*AUSGANGSTEXT*
--
Filmstill Windy City

Vom Sound der Stadt

In der Natur erlauschen wir seit je die zauberhaftesten Klänge. Wie aber klingen die Städte, welche Geschichten erzählt ihr Sound? – Drei Komponisten haben neue Werke über urbane Erfahrungen und Visionen geschrieben. In zwei von ihnen gehen Musik und Film Hand in Hand. In der Supernova am 1. Oktober werden sie uraufgeführt.

Hauke Berheides „Windy City“ ist eine Liebeserklärung. Keine Hymne, keine verehrende Feier. Eher ein leidenschaftliches Porträt einer Stadt in Kenntnis auch der Untiefen, die ihrem Zauber innewohnen. Berheide hat lange in Chicago gelebt, dort gearbeitet und die Regisseurin Amy Stebbins kennengelernt, seine jetzige Lebensgefährtin. Zusammen haben sie „Windy City – Silent Movie and Loud Music“ entwickelt: Ein 18-minütiges Werk für Kammerorchester, Geräuschinstrumente und Stummfilmprojektion. Der Film fängt Chicago als Stadt voller Extremzustände ein. Da ist allein schon das Klima: Mal knochentrocken, mal sumpfig brütend, bitterkalt und stechend heiß, im Durchzug zwischen Lake Michigan und den Great Plains immer auf der Hut vor Tornados. Das Wetter wechselt in hoher Frequenz, und der permanente Kampf mit den Elementen scheint sich im sozialen Klima der Metropole zu spiegeln. Große Freundlich- und Herzlichkeit auf der einen, beängstigende Mordraten besonders bei Hitze auf der anderen Seite. Dies alles steckt in den Menschen und will raus: Kein Wunder, dass die Künste in dieser Stadt seit je einen starken Nährboden finden. Ziemlich genau 100 Jahre ist es her, dass Louis Armstrong hier sein erstes Solo auf dem Cornet blies …

Die Stadt, wie Amy Stebbins und Hauke Berheide sie erlebt haben, gibt Form und Rhythmus der Bilder und der Musik vor. Filmschnitt und Komposition im permanenten Austausch: mal ist der eine impulsgebend, mal der andere. „Windy City“ ist ein Porträt, aber auch eine Vision: Wie wird ein solch lebensgesättigter Ort nach der Zivilisation aussehen? Wird sie zum „Waste Land“?
--
*ERFASSTE INFORMATIONEN*
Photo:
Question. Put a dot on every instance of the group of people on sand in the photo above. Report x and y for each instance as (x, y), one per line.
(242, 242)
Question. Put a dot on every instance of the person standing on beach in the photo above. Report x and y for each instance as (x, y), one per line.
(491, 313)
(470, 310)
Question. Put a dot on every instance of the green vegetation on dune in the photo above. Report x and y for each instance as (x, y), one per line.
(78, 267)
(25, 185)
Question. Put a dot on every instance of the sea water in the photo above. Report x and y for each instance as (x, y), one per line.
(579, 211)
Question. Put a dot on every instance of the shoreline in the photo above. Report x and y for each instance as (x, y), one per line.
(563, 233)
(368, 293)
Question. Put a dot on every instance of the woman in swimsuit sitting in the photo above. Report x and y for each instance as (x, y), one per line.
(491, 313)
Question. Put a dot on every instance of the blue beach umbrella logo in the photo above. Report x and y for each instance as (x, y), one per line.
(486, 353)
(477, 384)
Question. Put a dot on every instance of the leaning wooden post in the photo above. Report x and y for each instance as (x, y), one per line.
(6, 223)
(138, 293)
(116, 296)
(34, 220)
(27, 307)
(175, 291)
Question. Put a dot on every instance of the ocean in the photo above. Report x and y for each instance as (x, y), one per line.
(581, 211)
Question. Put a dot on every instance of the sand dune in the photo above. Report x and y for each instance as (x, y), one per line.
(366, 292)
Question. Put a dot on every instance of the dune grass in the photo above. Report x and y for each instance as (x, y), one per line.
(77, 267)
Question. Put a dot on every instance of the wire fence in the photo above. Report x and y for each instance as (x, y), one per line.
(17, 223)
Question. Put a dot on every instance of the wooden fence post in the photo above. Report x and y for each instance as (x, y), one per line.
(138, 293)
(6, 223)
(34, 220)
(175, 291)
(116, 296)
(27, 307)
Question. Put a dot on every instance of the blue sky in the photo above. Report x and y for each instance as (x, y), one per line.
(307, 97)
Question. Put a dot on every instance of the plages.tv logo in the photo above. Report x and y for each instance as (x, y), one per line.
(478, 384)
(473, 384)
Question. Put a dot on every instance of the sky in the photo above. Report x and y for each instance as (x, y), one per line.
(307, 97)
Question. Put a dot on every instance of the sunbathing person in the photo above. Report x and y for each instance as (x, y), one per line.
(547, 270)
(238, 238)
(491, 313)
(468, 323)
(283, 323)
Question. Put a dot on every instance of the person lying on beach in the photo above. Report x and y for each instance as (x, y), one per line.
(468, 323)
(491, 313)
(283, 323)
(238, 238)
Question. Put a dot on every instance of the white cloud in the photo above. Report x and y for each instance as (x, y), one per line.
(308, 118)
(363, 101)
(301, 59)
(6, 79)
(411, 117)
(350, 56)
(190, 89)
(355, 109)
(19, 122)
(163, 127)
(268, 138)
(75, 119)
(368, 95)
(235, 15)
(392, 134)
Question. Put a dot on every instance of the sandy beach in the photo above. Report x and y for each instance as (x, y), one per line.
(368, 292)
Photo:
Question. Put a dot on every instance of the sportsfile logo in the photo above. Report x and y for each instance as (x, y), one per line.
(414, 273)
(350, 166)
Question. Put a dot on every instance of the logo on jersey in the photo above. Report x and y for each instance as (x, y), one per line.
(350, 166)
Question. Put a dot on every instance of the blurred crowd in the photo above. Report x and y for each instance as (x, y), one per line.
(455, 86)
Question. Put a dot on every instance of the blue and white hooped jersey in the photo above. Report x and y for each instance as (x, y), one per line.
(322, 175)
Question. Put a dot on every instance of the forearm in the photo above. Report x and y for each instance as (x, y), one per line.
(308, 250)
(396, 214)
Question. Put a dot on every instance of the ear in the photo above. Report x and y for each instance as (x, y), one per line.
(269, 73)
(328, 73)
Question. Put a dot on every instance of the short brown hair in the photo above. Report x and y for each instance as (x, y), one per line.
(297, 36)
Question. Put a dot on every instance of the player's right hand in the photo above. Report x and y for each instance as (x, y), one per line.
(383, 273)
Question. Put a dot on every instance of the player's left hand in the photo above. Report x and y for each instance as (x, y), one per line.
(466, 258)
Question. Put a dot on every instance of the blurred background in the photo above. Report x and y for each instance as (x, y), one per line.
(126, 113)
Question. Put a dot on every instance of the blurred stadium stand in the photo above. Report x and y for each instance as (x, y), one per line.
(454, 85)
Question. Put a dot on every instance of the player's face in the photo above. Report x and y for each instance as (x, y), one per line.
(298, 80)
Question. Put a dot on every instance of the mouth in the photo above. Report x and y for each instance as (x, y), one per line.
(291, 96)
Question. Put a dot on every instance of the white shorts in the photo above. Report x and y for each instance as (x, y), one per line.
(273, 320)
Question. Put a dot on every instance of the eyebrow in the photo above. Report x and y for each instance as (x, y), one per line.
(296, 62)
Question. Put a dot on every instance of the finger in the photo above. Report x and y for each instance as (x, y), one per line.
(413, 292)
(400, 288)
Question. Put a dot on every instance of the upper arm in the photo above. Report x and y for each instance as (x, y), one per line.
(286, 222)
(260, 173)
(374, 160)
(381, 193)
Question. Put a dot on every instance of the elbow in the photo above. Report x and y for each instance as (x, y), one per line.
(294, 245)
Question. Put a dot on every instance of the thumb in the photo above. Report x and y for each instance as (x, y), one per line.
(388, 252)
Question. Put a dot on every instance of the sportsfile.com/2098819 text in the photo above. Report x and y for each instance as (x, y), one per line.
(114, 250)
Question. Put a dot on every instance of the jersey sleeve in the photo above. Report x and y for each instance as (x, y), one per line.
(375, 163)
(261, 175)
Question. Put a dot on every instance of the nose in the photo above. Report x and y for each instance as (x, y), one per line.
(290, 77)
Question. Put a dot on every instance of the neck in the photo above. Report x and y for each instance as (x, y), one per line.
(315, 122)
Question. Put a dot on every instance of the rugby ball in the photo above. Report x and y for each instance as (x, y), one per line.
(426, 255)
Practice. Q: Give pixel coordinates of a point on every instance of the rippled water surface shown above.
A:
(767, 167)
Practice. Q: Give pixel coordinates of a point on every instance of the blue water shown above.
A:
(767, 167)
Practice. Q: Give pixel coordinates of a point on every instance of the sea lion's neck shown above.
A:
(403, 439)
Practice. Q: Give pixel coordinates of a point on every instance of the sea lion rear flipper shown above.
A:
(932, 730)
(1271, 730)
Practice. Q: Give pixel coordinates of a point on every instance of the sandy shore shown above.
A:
--
*AUFGABENZIEL*
Für welche Besetzung ist „Windy City – Silent Movie and Loud Music“ laut dem Ausgangstext angelegt?

*SCHRIFTLICHE ANTWORT*
Für Kammerorchester, Geräuschinstrumente und Stummfilmprojektion.